Text only, exactly as given: reproduce the entries below without their pictures.
-- Opening Marker --
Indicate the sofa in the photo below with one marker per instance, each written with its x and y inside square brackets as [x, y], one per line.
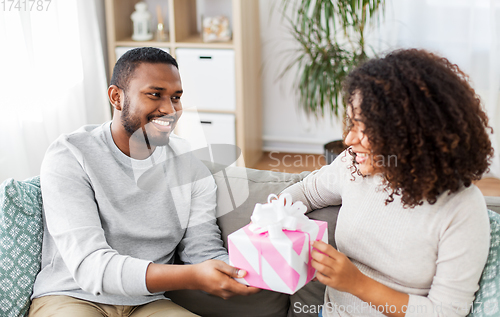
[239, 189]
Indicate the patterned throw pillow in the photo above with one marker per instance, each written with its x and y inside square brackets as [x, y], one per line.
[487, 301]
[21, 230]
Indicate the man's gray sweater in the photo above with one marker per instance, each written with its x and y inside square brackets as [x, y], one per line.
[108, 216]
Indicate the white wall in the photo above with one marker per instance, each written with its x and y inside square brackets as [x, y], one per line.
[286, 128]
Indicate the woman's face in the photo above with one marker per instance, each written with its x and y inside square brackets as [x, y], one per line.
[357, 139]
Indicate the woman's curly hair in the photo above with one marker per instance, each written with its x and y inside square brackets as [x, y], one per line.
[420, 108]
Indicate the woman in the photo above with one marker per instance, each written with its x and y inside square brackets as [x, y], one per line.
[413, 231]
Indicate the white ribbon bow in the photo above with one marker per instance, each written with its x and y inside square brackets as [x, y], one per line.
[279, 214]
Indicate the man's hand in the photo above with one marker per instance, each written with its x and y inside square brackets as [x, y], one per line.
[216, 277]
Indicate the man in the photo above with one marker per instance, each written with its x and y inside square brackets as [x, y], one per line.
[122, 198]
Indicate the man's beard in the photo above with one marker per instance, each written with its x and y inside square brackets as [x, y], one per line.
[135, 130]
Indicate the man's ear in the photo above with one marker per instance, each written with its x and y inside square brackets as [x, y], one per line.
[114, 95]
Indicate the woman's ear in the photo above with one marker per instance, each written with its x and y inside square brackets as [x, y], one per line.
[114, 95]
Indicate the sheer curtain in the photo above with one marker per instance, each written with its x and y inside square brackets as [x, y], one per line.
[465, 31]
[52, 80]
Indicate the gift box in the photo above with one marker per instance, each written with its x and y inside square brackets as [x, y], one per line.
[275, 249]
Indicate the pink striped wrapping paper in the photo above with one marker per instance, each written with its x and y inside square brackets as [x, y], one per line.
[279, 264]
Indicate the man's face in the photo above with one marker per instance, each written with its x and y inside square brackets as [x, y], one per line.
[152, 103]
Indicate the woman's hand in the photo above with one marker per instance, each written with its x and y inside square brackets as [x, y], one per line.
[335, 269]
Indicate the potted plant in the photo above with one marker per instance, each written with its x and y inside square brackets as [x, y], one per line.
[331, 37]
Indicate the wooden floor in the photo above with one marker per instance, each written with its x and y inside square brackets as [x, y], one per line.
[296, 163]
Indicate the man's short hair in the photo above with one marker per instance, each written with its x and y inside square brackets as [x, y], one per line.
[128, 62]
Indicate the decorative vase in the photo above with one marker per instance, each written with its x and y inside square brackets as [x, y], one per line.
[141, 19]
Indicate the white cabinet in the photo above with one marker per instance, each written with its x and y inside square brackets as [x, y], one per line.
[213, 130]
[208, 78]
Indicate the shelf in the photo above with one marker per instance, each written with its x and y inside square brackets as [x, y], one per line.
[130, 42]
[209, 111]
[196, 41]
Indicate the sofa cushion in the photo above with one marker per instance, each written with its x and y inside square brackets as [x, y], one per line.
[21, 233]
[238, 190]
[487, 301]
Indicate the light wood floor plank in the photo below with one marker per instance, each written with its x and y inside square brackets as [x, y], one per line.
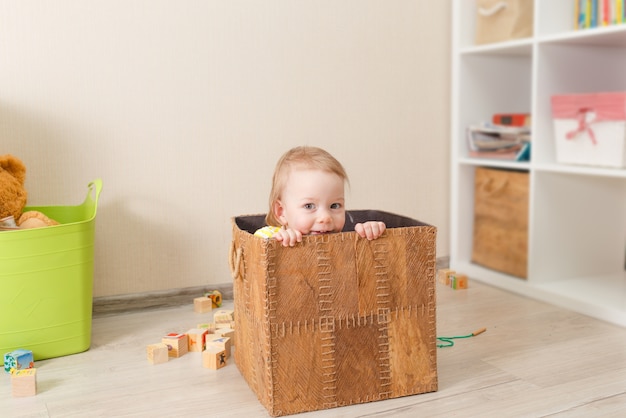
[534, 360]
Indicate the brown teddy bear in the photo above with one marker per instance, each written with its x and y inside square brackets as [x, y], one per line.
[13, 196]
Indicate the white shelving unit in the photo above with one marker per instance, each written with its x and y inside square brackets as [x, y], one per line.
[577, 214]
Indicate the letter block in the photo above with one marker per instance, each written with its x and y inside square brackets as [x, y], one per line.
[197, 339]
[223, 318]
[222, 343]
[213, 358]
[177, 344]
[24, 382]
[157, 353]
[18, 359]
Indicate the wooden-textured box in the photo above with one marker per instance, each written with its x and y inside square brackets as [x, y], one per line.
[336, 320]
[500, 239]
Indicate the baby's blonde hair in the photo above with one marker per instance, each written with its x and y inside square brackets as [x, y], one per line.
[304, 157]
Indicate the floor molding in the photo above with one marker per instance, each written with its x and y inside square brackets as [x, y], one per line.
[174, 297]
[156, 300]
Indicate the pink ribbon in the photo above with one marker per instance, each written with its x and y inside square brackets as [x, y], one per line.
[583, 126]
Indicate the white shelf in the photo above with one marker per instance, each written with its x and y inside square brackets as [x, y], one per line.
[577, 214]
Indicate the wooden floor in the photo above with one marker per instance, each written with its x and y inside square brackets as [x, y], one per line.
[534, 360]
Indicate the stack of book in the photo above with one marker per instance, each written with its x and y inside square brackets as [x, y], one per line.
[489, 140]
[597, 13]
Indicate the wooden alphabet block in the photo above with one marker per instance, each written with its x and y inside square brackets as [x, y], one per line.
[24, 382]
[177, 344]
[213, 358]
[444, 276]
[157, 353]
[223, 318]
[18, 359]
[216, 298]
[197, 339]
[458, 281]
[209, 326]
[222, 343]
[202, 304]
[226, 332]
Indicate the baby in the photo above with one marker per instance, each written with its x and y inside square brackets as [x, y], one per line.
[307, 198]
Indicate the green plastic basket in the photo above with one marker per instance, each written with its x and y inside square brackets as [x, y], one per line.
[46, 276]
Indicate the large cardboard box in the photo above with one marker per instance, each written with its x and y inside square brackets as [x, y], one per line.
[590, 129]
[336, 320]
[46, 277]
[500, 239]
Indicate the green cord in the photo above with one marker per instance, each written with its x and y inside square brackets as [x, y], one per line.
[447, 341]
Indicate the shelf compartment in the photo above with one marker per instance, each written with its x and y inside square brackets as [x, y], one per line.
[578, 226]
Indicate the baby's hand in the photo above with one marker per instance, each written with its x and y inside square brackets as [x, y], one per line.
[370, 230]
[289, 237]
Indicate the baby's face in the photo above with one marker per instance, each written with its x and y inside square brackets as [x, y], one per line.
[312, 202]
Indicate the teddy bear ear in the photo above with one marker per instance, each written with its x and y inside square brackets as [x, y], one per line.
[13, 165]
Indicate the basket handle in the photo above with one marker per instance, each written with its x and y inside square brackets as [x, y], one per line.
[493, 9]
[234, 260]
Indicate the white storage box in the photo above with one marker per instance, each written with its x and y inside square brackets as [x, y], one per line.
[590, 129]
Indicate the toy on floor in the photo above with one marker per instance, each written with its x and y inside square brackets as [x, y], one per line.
-- Closing Marker --
§ **Task response**
Indicate the sofa in the photo below with one marker per instance, each written with its x and y inside square brackets as [x, y], one per line.
[239, 189]
Indicate the patterned throw pillow in the photo above with one marker per instance, each written with its x and y inside square brackets as [x, y], one per line.
[487, 301]
[21, 230]
Indicate the man's gray sweater in the photo above with one marker per instance, each written with its x and y inside square brackets as [x, y], one per line.
[108, 216]
Indicate the white wall in the photo above with one marker per instance, each written with its x and y inside square brackets as [x, y], one per line.
[286, 128]
Indicate the woman's face in the photo above with one marker per instance, each written with its x and y inside square brackets as [x, y], one per line.
[357, 139]
Indicate the woman's curly hair in the photo above with one marker per instance, each written with its x and y inside square brackets as [x, y], one per line.
[420, 108]
Indicate the woman in the photo above with one marker per instance, each written with its x and y inside square brackets as [x, y], one per line.
[413, 231]
Indicate the white ribbon bow in the photo above with one marker per instance, each written with its x and y inside square brackets as [x, y], one per line.
[279, 214]
Indicate the man's hand in the photo above with one marker per instance, each written with its x and y inside square brackets as [x, y], one per line.
[216, 277]
Indicate the man in the photo above with one marker per instance, each written with its x and y inside square brackets as [x, y], one per line.
[122, 198]
Indicate the man's beard in the photo above with one marker per instance, each written with its x and y inside square brackets as [x, y], one per line.
[135, 130]
Indicate the man's ear in the photo above with one marker per instance, each written with its x and y inside square brackets as [x, y], one per line.
[114, 95]
Indicate the woman's ear in the photo above with one marker per instance, each written with its x and y inside square brackets as [x, y], one per line.
[114, 95]
Indicate the sheer curtain in the photo above with one marker per instance, each written with its x and y inside square brackets as [x, y], one per line.
[465, 31]
[52, 80]
Indicate the gift box in the photo above with one marker per instance, each written with its x and y inside square brackets as [x, y], one per line.
[275, 249]
Indicate the pink striped wrapping paper in the photo above with one marker per instance, each written with its x and y inside square brackets as [x, y], one per line.
[279, 264]
Indicate the man's face in the photo above with one marker per instance, each written with its x and y inside square brackets as [x, y], one per line.
[152, 103]
Indicate the woman's hand in the photo above with one marker per instance, each written with its x and y inside square brackets as [x, y], one per line.
[335, 269]
Indicate the potted plant in the photo above with one marker per instance, each written with its x and y inside square brackets as [x, y], one per line.
[331, 37]
Indicate the wooden floor in the photo above with one marker per instance, each written with its x and y inside square brackets as [x, y], one per line.
[296, 163]
Indicate the man's short hair in the photo above with one marker per instance, each written with its x and y inside square brackets as [x, y], one per line.
[128, 62]
Indicate the decorative vase in the photo above with one marker per instance, each written with its x and y inside square brackets as [x, y], one per line.
[141, 19]
Indicate the white cabinet in the photo above with one marker per instance, each written with its x and y inside square brackets as [x, y], one per line.
[213, 130]
[208, 78]
Indicate the shelf in the photo above with one marker per instance, each written with its x and y inside square brackets as [x, y], one per line.
[130, 42]
[209, 111]
[196, 41]
Indicate the sofa cushion in the photo above with one marker per instance, each written with its x and y inside square brackets as [x, y], one per line.
[21, 233]
[238, 190]
[487, 301]
Indicate the light wood floor plank in the photo below with one marker per instance, each written with its x and y inside square brackets as [x, y], one per line.
[534, 360]
Indicate the brown teddy bear in the photo above with one marker per instance, each written with its x and y inside square brackets as [x, y], one per line.
[13, 196]
Indicate the white shelving unit in the photo above with one marker per instance, each written with its x and y inside square brackets as [x, y], one per line.
[577, 214]
Indicate the letter block in the photo above with one marker per instance, each written with its x and y inside square brackets as [x, y], one per line.
[197, 339]
[223, 318]
[222, 343]
[213, 358]
[177, 344]
[24, 382]
[157, 353]
[18, 359]
Indicate the wooden-textured box in the photo above with one marker per instance, each written with its x and y inside square brackets as [x, y], one per line.
[336, 320]
[500, 239]
Indicate the baby's blonde hair in the photo above with one marker per instance, each written with its x and y inside square brackets as [x, y], one per line.
[304, 157]
Indicate the floor molding in the photo above with one marker per instance, each written with its x and y inside square brackets as [x, y], one per line.
[174, 297]
[156, 300]
Indicate the pink ribbon in the photo above with one marker per instance, each written with its x and y inside square brackets as [x, y], one per line.
[583, 126]
Indicate the white shelf in the photo above with one marker per instance, each written with its x and y inside square brackets as [x, y], one per line.
[577, 214]
Indicate the wooden floor in the photo above with one marker per instance, each written with its x and y inside square brackets as [x, y], one per line.
[534, 360]
Indicate the stack of book in the photo above with one marker per instance, each written with its x and y inside square brackets as [x, y], one per line.
[489, 140]
[597, 13]
Indicate the wooden alphabet block in the photo above with one marker per instance, each written with its x and y inside square brackets as [x, y], one per line.
[24, 382]
[177, 344]
[213, 358]
[444, 276]
[157, 353]
[223, 318]
[18, 359]
[216, 298]
[197, 339]
[458, 281]
[209, 326]
[222, 343]
[202, 304]
[226, 332]
Indicate the baby in the photo above with one marker per instance, each written with its x and y inside square brackets as [x, y], one per line.
[307, 198]
Indicate the green plastic basket in the photo above with one marker per instance, each written with its x and y inside square brackets as [x, y], one per line.
[46, 276]
Indicate the large cardboard box in the photo above with one marker per instance, each written with its x and y inside square brackets as [x, y], one per line.
[590, 129]
[336, 320]
[46, 277]
[500, 239]
Indicate the green cord in the photo above with one marker per instance, each written with its x and y inside square brackets as [x, y], one per line.
[447, 341]
Indicate the shelf compartment in the photo above with one marker per instance, each written with its x and y inside square brackets as [x, y], one per line.
[578, 226]
Indicate the baby's hand in the photo above with one marker per instance, each written with its x and y inside square brackets as [x, y], one per line.
[370, 230]
[289, 237]
Indicate the baby's face in the photo above with one marker per instance, each written with its x and y inside square brackets as [x, y], one per line.
[312, 202]
Indicate the teddy bear ear in the photo above with one marker per instance, each written with its x and y inside square brackets as [x, y], one per line.
[13, 165]
Indicate the basket handle in the photo above with one marker per instance, each written with its x and y inside square brackets as [x, y], one per line.
[493, 9]
[234, 260]
Indicate the white storage box in the photo above with one marker per instance, each written with its x and y inside square brackets as [x, y], one per line.
[590, 129]
Indicate the toy on floor in the photo above with one marker per instance, each written with its x and y inside square brackets as [x, y], one per line.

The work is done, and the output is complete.